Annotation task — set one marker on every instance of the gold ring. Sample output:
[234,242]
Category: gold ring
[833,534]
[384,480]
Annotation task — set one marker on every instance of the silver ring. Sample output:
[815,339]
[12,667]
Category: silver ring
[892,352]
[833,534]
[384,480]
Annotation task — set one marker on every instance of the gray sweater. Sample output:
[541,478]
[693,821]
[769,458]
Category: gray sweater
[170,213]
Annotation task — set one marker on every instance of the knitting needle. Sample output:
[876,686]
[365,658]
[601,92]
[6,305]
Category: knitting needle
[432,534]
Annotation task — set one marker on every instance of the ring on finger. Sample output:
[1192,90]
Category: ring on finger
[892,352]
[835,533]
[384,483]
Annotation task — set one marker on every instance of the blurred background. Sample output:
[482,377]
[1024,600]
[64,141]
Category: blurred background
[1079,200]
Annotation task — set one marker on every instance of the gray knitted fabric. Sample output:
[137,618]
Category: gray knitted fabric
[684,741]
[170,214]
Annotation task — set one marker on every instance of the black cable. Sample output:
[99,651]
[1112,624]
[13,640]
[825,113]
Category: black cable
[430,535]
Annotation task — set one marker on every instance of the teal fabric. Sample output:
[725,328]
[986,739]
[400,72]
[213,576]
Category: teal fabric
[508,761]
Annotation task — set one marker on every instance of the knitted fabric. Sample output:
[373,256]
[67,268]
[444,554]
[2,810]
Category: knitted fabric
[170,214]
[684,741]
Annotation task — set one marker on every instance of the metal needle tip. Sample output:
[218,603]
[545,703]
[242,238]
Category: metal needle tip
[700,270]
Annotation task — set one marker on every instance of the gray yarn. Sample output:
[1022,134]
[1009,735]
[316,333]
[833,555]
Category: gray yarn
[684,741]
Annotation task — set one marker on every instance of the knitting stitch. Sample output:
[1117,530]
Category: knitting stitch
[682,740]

========================

- Problem statement
Every entry that appears above should be duplicated exactly.

- Worked solution
Annotation task — set one marker on every instance of the gold ring. Sample output:
[234,242]
Category: gold ring
[833,534]
[384,480]
Annotation task — set one marker on every instance of the silver ring. Sample output:
[815,339]
[12,667]
Category: silver ring
[892,352]
[833,534]
[384,480]
Annotation task — set one marker on every instance of the gray sweater. Sample output:
[541,478]
[693,821]
[769,458]
Category: gray sweater
[170,213]
Annotation task — set one marker on every instance of the knitting needle. Sample output:
[876,686]
[365,658]
[601,92]
[6,305]
Category: knitting needle
[432,534]
Annotation task — set one marker on every instance of the ring on finger. Sample output:
[1192,90]
Category: ring on finger
[892,352]
[835,533]
[384,483]
Annotation task — set one marker on every instance of the blurred background. Sample output:
[482,377]
[1024,600]
[64,141]
Category: blurred background
[1079,200]
Annotation task — set one marker on every instance of the gray knitted fabric. Sample output:
[137,618]
Category: gray knitted fabric
[684,741]
[170,214]
Annotation task — set one marker on every instance of the black cable. Sample output:
[99,651]
[1112,624]
[13,640]
[825,113]
Category: black cable
[430,535]
Annotation task — set one marker on every instance of the teal fabric. Sample output:
[725,328]
[986,739]
[400,72]
[213,576]
Category: teal fabric
[508,761]
Annotation task — set one marker on every instance of the knitted fabric. Sample output:
[373,256]
[67,268]
[444,554]
[2,810]
Category: knitted fabric
[170,214]
[684,741]
Annotation task — set one marker on every instance of the metal needle tip. Sample output:
[218,603]
[545,703]
[242,238]
Category: metal needle tip
[700,270]
Annotation task — set one marker on every instance of the gray yarn. Sample output:
[1022,134]
[1009,735]
[316,333]
[833,555]
Category: gray yarn
[684,741]
Annotation task — set one marker on every instance of the knitting stitch. Sample output:
[1117,530]
Category: knitting stitch
[682,740]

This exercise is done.